Your instructions: In the article on Lawrence Rothman's new video, write out word for word the passage from "Rothman’s not-particularly-known career" up to and including "audience of a blob.".

Reading text:
L.A. musician Lawrence Rothman has released a new video, with multiple actors playing the artist’s “nine physical and emotional alters.” The video comes in conjunction with the announcement of Rothman’s debut album, The Book of Law.
Rothman’s not-particularly-known career has, thus far, already featured collaborations with Angel Olsen, Kim Gordon, Active Child and Charli XCX, and the upcoming album comes with its share of musical guests, from Olsen to Marissa Nadler to Kristin Kontrol to…Guns N’ Roses. The video, for the track “Wolves Still Cry” was directed by Bowie collaborator Floria Sigismondi, who most recently did Perfume Genius’ divine “Die 4 U,” in which Mike Hadreas did a sensual dance for an audience of a blob.

Data extract:
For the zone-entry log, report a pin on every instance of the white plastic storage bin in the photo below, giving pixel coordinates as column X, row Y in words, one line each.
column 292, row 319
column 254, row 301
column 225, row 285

Answer for this exercise:
Rothman’s not-particularly-known career has, thus far, already featured collaborations with Angel Olsen, Kim Gordon, Active Child and Charli XCX, and the upcoming album comes with its share of musical guests, from Olsen to Marissa Nadler to Kristin Kontrol to…Guns N’ Roses. The video, for the track “Wolves Still Cry” was directed by Bowie collaborator Floria Sigismondi, who most recently did Perfume Genius’ divine “Die 4 U,” in which Mike Hadreas did a sensual dance for an audience of a blob.